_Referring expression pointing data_

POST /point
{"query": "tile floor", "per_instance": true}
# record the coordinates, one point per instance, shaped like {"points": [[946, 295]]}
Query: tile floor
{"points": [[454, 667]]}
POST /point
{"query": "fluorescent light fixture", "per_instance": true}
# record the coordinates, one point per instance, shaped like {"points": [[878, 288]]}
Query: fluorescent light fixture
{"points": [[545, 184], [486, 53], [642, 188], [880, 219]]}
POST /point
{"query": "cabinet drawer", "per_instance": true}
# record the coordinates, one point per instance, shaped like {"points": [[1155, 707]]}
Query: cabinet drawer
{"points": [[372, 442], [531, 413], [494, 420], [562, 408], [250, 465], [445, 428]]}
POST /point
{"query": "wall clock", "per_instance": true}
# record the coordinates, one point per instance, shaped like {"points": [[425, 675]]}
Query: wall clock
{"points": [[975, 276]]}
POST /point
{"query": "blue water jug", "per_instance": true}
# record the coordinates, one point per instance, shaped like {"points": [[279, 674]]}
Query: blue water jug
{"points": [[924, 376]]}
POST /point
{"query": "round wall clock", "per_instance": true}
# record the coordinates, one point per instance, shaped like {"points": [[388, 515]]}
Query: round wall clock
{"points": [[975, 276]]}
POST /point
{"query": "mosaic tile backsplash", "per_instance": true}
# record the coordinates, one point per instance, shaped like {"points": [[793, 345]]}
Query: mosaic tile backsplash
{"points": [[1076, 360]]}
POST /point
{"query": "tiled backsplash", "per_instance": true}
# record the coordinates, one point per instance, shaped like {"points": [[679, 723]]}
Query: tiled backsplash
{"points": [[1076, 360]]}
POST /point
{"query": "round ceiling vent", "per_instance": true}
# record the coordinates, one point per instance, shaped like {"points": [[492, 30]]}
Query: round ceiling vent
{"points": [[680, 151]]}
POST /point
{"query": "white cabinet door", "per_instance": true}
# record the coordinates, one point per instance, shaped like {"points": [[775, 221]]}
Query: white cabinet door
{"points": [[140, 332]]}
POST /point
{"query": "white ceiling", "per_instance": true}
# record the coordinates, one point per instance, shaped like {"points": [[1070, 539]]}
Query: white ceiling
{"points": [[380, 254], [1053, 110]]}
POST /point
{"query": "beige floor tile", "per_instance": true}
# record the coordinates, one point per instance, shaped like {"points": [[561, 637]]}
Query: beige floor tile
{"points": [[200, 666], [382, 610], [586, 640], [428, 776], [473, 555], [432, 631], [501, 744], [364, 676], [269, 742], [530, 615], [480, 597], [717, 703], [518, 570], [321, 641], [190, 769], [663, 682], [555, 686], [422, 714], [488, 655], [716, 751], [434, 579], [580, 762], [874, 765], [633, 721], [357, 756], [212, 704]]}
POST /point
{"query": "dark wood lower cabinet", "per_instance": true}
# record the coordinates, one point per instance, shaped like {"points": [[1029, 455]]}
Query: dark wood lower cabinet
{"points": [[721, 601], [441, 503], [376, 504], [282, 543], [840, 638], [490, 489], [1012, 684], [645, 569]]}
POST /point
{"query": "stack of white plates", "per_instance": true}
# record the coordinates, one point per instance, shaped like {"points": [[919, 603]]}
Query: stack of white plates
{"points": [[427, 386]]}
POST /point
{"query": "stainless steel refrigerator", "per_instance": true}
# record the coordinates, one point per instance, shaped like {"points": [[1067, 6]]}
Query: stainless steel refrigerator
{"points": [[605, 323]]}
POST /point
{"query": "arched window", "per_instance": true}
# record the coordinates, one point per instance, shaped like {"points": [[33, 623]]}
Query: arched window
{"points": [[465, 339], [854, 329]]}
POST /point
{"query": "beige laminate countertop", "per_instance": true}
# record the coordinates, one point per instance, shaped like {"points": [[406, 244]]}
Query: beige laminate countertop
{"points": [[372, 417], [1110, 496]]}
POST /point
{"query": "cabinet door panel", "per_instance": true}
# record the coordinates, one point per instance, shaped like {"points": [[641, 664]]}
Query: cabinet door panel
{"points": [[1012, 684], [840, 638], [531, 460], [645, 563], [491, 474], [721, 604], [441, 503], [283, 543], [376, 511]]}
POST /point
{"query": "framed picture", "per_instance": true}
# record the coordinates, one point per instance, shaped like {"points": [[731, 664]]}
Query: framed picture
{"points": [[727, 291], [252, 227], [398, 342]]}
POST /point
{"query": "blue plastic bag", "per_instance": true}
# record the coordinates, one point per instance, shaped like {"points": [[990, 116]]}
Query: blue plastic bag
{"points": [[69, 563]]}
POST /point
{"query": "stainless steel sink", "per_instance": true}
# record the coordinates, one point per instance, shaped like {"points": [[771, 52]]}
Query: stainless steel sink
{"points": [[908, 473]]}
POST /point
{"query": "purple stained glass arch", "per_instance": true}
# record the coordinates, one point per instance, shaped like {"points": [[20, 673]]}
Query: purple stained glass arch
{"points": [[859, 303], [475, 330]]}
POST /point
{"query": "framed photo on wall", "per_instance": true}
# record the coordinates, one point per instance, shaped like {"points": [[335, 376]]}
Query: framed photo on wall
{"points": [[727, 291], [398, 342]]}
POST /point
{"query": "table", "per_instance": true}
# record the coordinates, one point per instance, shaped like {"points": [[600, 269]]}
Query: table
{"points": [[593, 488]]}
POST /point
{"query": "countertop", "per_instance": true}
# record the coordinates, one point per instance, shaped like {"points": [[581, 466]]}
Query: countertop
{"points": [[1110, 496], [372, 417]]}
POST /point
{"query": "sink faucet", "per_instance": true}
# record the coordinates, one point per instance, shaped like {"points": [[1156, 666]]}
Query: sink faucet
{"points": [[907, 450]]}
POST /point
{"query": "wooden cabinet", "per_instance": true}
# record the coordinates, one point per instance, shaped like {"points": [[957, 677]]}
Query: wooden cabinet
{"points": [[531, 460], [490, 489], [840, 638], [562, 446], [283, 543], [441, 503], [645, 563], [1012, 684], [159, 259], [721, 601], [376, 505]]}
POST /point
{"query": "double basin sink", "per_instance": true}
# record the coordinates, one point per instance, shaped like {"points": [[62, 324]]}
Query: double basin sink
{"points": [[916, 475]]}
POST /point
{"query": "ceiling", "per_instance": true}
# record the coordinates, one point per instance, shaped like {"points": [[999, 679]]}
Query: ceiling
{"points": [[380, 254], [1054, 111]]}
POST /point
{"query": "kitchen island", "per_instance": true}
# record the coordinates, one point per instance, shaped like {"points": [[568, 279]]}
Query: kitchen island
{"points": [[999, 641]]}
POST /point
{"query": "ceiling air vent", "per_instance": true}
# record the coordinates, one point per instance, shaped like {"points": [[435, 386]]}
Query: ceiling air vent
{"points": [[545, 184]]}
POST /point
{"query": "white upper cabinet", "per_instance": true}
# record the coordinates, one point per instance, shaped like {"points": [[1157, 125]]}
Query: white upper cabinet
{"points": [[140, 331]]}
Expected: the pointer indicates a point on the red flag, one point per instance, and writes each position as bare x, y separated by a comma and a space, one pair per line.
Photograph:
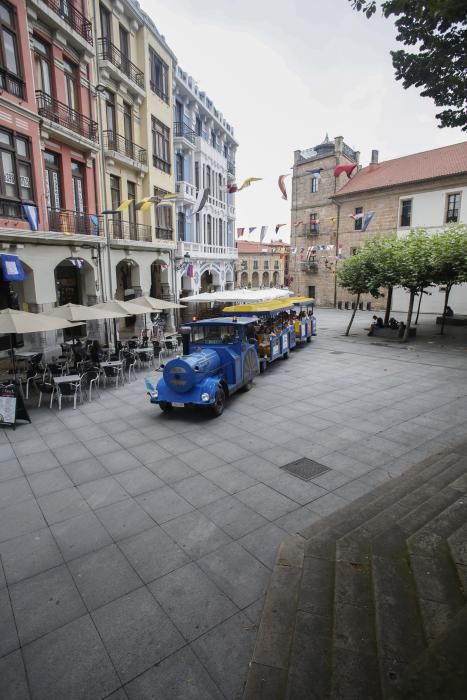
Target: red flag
281, 184
348, 169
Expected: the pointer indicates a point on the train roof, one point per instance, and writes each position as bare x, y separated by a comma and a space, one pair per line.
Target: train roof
225, 321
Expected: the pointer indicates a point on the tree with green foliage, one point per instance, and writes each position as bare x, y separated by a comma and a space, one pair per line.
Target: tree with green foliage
416, 267
437, 29
449, 251
357, 274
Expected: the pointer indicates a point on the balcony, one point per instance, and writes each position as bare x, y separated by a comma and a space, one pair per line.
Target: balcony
65, 19
206, 251
121, 230
72, 127
11, 84
119, 66
120, 148
184, 133
186, 191
66, 221
164, 234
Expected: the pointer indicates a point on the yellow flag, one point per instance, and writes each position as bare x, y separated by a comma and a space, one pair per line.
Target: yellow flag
248, 182
124, 205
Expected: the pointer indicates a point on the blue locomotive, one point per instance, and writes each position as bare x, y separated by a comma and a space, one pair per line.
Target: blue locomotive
219, 358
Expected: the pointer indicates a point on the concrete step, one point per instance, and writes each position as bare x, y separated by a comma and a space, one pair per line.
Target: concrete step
358, 626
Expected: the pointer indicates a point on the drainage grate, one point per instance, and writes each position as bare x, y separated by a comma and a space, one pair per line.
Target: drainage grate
305, 468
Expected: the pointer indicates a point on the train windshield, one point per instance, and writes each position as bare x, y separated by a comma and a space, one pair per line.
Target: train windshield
215, 335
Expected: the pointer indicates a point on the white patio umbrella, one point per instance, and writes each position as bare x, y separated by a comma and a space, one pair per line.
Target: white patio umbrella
121, 308
13, 321
154, 304
79, 312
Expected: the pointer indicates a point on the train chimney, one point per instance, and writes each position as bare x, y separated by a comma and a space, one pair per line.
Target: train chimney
185, 332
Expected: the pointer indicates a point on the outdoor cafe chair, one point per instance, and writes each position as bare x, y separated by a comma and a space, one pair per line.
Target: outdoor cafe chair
129, 363
90, 380
47, 388
113, 373
69, 390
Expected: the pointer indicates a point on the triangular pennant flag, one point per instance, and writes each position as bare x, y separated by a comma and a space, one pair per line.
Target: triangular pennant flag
124, 205
281, 184
201, 200
248, 181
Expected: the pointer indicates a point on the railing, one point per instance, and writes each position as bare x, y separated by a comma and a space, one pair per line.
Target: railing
164, 234
11, 210
11, 83
109, 52
73, 17
66, 221
182, 130
129, 230
185, 189
115, 142
60, 113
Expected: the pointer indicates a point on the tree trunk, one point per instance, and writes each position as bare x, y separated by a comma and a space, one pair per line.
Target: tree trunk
353, 315
419, 305
388, 307
409, 316
446, 299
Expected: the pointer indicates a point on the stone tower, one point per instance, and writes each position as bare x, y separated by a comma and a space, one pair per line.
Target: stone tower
315, 217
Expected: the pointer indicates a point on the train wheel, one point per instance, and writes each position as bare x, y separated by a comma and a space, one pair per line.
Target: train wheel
218, 406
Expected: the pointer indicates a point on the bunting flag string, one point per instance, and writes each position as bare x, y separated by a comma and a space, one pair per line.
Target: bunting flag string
247, 182
124, 205
347, 169
281, 184
366, 220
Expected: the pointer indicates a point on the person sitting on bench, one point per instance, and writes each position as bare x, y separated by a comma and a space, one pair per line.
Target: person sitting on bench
377, 323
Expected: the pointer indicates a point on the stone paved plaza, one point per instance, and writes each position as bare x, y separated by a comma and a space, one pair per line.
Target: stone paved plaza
136, 546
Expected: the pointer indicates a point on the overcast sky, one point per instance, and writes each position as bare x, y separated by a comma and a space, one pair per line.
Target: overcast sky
286, 73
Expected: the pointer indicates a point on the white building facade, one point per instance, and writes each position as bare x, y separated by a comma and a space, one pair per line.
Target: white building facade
433, 210
204, 157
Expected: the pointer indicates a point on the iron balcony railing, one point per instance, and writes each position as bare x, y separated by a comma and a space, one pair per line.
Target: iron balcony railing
11, 210
164, 234
11, 83
115, 142
73, 17
60, 113
67, 221
109, 52
129, 230
182, 130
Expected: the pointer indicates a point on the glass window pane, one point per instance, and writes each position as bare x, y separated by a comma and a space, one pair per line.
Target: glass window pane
9, 45
25, 181
9, 178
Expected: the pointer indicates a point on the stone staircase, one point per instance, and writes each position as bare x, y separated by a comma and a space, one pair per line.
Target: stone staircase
371, 602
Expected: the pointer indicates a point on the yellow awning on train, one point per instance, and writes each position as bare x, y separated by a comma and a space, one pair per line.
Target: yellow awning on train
263, 307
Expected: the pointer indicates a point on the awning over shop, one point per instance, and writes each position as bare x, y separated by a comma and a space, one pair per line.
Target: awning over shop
11, 268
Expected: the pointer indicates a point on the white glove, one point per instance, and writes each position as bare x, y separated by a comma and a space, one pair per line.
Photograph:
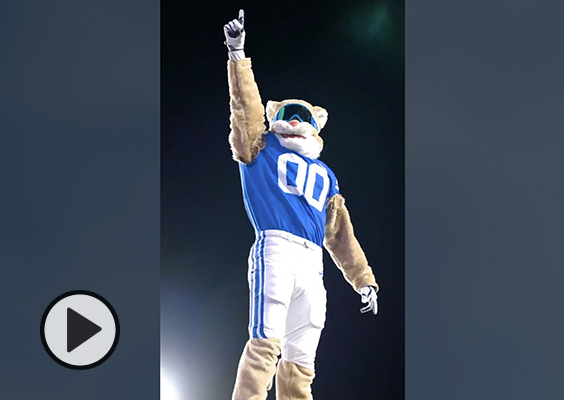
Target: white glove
368, 295
235, 37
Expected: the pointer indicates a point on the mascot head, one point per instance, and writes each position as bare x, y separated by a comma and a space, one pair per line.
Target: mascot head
297, 124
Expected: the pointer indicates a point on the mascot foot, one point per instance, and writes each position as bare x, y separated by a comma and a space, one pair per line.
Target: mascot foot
293, 382
256, 369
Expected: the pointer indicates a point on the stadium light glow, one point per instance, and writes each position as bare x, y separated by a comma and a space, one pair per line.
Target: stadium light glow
168, 392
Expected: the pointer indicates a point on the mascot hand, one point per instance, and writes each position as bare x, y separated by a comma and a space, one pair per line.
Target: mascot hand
235, 37
368, 295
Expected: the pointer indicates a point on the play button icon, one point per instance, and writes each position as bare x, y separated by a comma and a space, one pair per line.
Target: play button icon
80, 329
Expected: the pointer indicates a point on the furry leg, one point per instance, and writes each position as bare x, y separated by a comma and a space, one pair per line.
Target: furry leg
256, 369
293, 382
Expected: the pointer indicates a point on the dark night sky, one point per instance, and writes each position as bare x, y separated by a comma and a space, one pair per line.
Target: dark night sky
347, 58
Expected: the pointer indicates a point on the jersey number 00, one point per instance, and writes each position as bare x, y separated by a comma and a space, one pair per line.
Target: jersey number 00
301, 186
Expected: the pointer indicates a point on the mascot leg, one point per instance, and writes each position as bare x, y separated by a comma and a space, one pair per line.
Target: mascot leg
256, 369
293, 382
306, 319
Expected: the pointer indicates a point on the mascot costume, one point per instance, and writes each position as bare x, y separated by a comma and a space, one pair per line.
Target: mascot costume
292, 200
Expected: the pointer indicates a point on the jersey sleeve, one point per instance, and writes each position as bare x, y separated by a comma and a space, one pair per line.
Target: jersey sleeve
334, 188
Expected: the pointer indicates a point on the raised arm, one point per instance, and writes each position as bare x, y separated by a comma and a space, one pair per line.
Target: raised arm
247, 112
343, 246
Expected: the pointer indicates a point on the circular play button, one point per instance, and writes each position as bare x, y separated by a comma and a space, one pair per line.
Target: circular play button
80, 329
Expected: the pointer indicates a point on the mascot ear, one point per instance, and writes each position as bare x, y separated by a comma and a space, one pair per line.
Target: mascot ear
271, 108
322, 116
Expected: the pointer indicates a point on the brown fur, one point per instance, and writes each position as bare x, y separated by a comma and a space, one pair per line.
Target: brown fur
293, 382
247, 112
343, 246
256, 369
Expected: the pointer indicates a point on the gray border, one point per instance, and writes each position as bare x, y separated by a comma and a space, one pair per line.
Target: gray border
484, 200
79, 166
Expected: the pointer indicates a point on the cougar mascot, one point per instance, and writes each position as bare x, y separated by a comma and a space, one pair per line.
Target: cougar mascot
292, 200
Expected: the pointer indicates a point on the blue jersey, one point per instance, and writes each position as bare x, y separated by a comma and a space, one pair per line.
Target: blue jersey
286, 191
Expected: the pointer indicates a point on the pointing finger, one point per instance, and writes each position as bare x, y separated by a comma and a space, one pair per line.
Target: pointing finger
241, 17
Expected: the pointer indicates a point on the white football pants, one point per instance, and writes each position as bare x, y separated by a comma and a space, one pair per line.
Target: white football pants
287, 295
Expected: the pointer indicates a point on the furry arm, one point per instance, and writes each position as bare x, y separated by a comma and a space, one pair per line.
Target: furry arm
247, 112
343, 246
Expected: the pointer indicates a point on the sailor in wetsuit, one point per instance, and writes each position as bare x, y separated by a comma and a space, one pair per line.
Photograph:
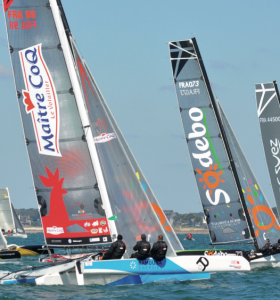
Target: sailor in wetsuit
159, 249
267, 247
276, 246
143, 247
116, 249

_Task description_
Out of the entries above, write out only the lines between the line holding "Target: balcony" and the line holding "Expected: the pointer indicates a point on the yellow flag, one", inclusive, each exactly as given.

_Solution_
Target: balcony
65, 19
206, 251
121, 230
72, 127
11, 84
119, 66
120, 148
184, 133
186, 191
66, 221
164, 234
Expected: the pointer indicates a point on the yellow flag, one point per instance, and writes each position as bare x, y separated by a comma and a space, one pair per line.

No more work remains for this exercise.